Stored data
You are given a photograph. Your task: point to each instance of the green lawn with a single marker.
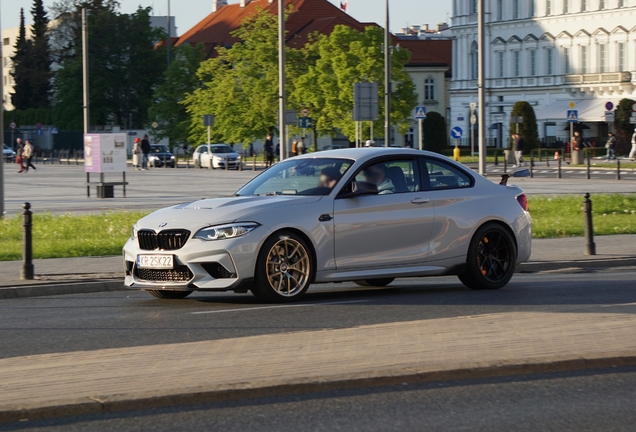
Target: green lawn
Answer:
(68, 235)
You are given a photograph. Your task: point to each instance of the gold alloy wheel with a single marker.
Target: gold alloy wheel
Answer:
(288, 267)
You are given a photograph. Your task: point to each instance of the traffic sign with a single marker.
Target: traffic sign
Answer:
(420, 113)
(305, 122)
(573, 116)
(456, 132)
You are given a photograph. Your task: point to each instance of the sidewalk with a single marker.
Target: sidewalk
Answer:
(93, 274)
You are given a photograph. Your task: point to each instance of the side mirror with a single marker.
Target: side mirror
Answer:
(362, 188)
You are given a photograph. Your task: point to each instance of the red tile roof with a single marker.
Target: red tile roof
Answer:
(309, 16)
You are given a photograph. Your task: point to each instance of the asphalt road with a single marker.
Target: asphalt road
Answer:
(61, 188)
(133, 318)
(601, 400)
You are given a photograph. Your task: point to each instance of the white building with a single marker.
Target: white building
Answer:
(549, 53)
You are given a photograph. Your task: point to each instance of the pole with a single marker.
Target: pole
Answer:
(387, 80)
(281, 77)
(481, 85)
(2, 134)
(169, 36)
(85, 70)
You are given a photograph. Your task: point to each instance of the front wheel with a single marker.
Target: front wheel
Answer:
(169, 294)
(284, 269)
(491, 259)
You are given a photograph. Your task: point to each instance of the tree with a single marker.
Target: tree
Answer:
(434, 128)
(23, 88)
(240, 85)
(124, 67)
(180, 79)
(344, 57)
(527, 129)
(622, 126)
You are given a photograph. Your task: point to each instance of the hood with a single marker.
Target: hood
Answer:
(208, 212)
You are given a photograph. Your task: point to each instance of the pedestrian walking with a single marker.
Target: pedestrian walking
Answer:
(632, 153)
(518, 145)
(27, 154)
(610, 145)
(136, 153)
(269, 151)
(19, 149)
(145, 149)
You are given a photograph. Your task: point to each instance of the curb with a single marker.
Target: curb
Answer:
(79, 287)
(275, 388)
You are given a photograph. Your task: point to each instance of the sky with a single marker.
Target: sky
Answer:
(402, 12)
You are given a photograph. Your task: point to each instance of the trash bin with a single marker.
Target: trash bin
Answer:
(509, 156)
(106, 191)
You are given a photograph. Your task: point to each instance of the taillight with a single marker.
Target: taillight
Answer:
(523, 201)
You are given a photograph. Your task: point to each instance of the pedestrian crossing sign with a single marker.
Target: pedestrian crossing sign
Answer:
(573, 116)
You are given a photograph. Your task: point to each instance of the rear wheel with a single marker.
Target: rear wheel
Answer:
(284, 269)
(169, 294)
(491, 258)
(374, 282)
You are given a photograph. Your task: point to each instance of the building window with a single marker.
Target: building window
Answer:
(602, 55)
(583, 59)
(533, 63)
(429, 89)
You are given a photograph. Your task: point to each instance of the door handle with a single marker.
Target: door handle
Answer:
(420, 200)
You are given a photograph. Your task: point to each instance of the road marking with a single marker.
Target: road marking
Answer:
(277, 307)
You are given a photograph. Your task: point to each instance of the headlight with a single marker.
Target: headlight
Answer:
(223, 232)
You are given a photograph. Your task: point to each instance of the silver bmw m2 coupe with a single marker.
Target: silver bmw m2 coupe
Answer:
(366, 215)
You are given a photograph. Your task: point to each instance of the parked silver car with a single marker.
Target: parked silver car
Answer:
(217, 154)
(362, 215)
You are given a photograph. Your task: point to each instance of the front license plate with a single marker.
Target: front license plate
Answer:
(155, 261)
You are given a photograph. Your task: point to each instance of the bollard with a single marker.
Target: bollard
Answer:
(27, 272)
(590, 247)
(531, 167)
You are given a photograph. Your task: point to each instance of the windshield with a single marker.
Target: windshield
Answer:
(159, 148)
(316, 176)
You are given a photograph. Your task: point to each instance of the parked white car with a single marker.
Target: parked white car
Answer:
(362, 215)
(218, 154)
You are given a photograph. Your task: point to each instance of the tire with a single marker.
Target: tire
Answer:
(374, 282)
(491, 258)
(284, 269)
(169, 294)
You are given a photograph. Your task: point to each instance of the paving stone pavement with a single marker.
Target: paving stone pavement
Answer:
(126, 374)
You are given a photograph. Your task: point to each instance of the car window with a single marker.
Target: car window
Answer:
(392, 176)
(442, 175)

[WHAT IS EXPECTED]: What is the number of lines in the entries that include the string "taillight"? Reply with that number alone.

[WRITTEN SOLUTION]: 2